What this task involves:
Reproduce, word for word, the stretch of the passage about Jade's armor from "Oxygen, check. Water, Check." through "calculated once over.".

# START OF Excerpted passage

Jade had another problem with the new suits, one she kept to herself. The new suits were too easy to take off. Her suit took over an hour to get on and the overlapping plates were such a bitch to remove because once they settled they often became jammed. Jade had fought in too many nasty suppressive little wars. Rape, castration, mutilation, even cannibalism; she had seen it all. She had been spared being raped to death by Tic'Chen separatists on New Madrid only because they had been unable to figure out how to remove the armor that covered her lower body before her squad mates arrived. Even their heavy cutting tools had failed to do much good when applied to the ceramite plates. It was a lesson she never forgot. The new armor was easy, just a couple of snaps and some buckles.

The new suits also lacked the nanoservos in the older, heavier armor. In the old suits, they were there to compensate for the additional weight. The new suits had no need for them. But they could give her bursts of superhuman strength if she really needed it. In an emergency, Jade could tear through a ship's bulkhead with just her suit. It was an ability she considered to be insurance in case all weapons failed.

Jade slowly put on her armor, checking each piece and each function. When she finally got the breastplate on and closed, she donned the heavy black battle helm and keyed the enviro-functions. Lines of code flashed across her HUD and rows of lights went from red to green. Rookies often took it for granted their suits were working and ignored the power up sequence, but Jade was too old a hand for making that mistake.

Oxygen, check. Water, Check. Painkiller, check. Stimdose, check. Through each of her suit's over one hundred functions she meticulously followed the check down procedure. From the radio check to the manual switch to her back up systems she tried everything before giving the suit the O.K. to go full active. From the charging stand she took her weapon and gave it the same careful, calculated once over.

Most of her troopers carried simple Mark V impact rifles. They were cheap, durable, put out a respectable volume of fire and could get decent penetration on most substances. The heavy weapons squad carried Mk XII plasma cannon and Dorntech Missile launchers. These weapons provided the heavy hitting power of the unit. Individual troopers also carried non-approved back up weapons. These ranged from single shot blast pistols to heavy combat shotguns. Theoretically she was supposed to make sure that no one was carrying anything other than standard issue before a drop. Theory stopped as soon as the unit was outside of the prying eyes of the security forces and Jade had never ordered anyone to leave a back up behind.

# END OF Excerpted passage
# START OF Information shown

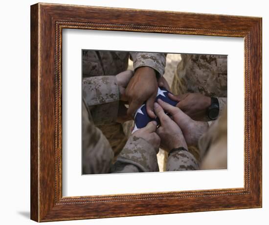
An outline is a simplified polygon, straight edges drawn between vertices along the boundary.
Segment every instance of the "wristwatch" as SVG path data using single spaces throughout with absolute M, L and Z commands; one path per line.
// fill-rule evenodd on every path
M 211 104 L 207 108 L 207 116 L 211 120 L 216 120 L 219 116 L 220 106 L 216 98 L 211 97 Z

# END OF Information shown

Solution below:
Oxygen, check. Water, Check. Painkiller, check. Stimdose, check. Through each of her suit's over one hundred functions she meticulously followed the check down procedure. From the radio check to the manual switch to her back up systems she tried everything before giving the suit the O.K. to go full active. From the charging stand she took her weapon and gave it the same careful, calculated once over.